Change "that would be a great help" to "that would be much appreciated" throughout these lines, and keep everything else the same.
═══ GIVEN DATA ═══
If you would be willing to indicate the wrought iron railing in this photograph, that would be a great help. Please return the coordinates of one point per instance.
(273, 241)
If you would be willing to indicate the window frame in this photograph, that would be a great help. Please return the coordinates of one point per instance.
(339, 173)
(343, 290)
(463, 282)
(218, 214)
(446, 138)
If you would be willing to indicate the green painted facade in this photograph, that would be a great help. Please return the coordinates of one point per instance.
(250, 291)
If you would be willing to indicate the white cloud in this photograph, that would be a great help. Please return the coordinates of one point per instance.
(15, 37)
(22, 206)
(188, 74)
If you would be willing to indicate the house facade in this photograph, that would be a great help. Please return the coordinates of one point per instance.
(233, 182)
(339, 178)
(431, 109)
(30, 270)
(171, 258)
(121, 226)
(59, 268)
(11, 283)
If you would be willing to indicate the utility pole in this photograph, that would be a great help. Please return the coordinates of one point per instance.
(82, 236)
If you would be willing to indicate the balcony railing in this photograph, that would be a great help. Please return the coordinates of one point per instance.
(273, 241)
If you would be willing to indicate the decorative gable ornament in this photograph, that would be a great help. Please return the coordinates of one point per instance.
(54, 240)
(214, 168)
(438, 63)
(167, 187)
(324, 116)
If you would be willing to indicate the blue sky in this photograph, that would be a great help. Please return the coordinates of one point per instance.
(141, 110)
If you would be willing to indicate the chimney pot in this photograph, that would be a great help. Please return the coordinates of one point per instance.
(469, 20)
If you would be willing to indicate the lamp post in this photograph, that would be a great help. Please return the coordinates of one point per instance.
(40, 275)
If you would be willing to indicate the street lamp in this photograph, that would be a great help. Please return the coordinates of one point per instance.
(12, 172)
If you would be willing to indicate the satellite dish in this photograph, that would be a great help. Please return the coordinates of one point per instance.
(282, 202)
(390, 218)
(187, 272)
═══
» **EXERCISE ANSWER**
If you would be willing to indicate the wrought iron railing in this photograph, that would be much appreciated. Please return the coordinates of one point per instance.
(273, 241)
If you would be willing to indicate the window frame in this photograph, that would be much appreciated. Please return the coordinates of one point per instance.
(339, 173)
(343, 290)
(463, 282)
(218, 214)
(446, 138)
If you would be willing to indicate the green painted facade in this photograph, that would be much appreciated. Please return the coordinates of one point per instance.
(250, 291)
If you would be willing to indicate the white cloud in this photograph, that would be much appreciated. Please return the coordinates of one point per instance.
(15, 37)
(22, 206)
(188, 74)
If you would be willing to indicate the house facade in this photograph, that would be much appreciated. Please return the coordinates of one point per instance.
(233, 182)
(339, 178)
(431, 109)
(30, 270)
(171, 258)
(121, 226)
(59, 268)
(11, 283)
If you would be willing to indicate the utility pole in this photograph, that would be much appreciated. Please return the coordinates of one point per instance.
(82, 236)
If you would be willing to indicate the balcony railing in this photograph, that would be much appreciated. Please return the coordinates of one point per instance.
(273, 241)
If you would be willing to indicate the decorative gable ornament in this photograph, that would be much appreciated. Please return the coordinates of one point per instance.
(54, 240)
(214, 168)
(438, 63)
(167, 187)
(324, 116)
If you would be willing to indicate the blue sky in this photograph, that would be much appreciated. Please return the coordinates of one point per instance.
(141, 110)
If you would be willing to indicate the chimney pot in this photograph, that would be much appreciated. Please return the coordinates of one point per instance.
(469, 20)
If you would be willing to indicate the lamp post in this photograph, that would be much appreciated. Please return the coordinates of one point per instance.
(40, 275)
If you would be willing to indicate the street lamp in this photograph, that would be much appreciated. Please return the coordinates of one point per instance.
(12, 172)
If you would be willing to indicate the satellite dish in this photograph, that would be much appreciated. Please return the coordinates of one point per instance.
(282, 202)
(390, 218)
(187, 272)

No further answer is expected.